*Work instruction*
Where an image appears, leave it out; otherwise repeat the data exactly.

====== Data for this task

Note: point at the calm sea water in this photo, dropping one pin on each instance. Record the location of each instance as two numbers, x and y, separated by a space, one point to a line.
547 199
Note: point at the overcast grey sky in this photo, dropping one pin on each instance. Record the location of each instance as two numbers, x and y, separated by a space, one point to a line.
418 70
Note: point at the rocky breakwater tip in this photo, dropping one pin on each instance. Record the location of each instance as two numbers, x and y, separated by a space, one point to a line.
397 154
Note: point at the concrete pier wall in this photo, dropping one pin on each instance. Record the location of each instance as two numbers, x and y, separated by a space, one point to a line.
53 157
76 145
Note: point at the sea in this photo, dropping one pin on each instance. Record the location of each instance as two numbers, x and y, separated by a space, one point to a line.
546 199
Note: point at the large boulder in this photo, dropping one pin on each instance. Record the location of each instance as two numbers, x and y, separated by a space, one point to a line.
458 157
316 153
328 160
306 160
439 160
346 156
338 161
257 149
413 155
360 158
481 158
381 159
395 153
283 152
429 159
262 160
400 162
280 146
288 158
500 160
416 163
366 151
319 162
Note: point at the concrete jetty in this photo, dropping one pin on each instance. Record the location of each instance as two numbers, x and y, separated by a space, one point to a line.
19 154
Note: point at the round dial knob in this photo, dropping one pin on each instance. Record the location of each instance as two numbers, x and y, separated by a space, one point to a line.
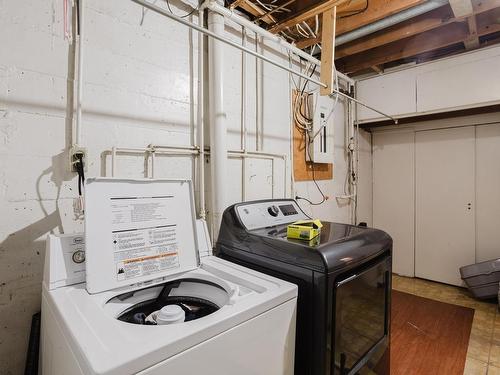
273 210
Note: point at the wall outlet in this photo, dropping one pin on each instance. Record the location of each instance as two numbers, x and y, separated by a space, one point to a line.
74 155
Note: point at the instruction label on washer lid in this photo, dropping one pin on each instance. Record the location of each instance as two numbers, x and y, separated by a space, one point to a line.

============

*The completed task*
Note: point at the calm sea water in this photo, dropping one pin on each instance. Record the location of each instance as two numbers, x and y, separated by a space, one point to a line.
547 199
Note: point at the overcast grey sky in this photo, dropping one pin on each instance. Record the location of each instance as two numbers, x and y, separated by a space, one point to a line.
418 70
Note: point at the rocky breakwater tip in this photo, dropping one pin on each instance. Record the location of each instance as two numbers, x and y, separated by a space, one point to a line.
397 154
Note: point at the concrete pier wall in this photo, dropping one pin on each instance. Record the location of each instance as two numbers, x and y, separated by a space, one point to a line.
53 157
76 145
Note: point at the sea in this photo, dropping one pin on each instance. Record the location of each instance as two numbers, x and y, separated by a space, one point to a line.
546 199
Note: point at the large boulder in this photo, dropping one pin on each instance. Record the location of each instance as two numbers, x and y, separated by a space, one point to a line.
458 157
316 153
328 160
306 160
439 160
346 156
338 161
257 149
413 155
360 158
481 158
381 159
395 153
283 152
429 159
262 160
400 162
280 146
288 158
500 160
416 163
366 151
319 162
Note: point at the concrete jetty in this photo, dropping one pin on each instance. Record the location of each instance as two numbers, x and y, separated by a space, one point to a line.
19 154
Note: point at the round dial knob in this photo, dropping one pin on each instance. Record the location of each instance as two numbers, x and y, separated by a space, one point to a line.
273 210
Note: point at the wall outlet in this photo, dropping one pin on each instance. Record the location of each instance as two numbers, x and y, separated by a space, one point to a line.
74 155
Note: point at the instruction label on washer lid in this photo, dropping one pin on each instance. Record the location of each instance as two numbers, x and y, separated by a space, one point to a line.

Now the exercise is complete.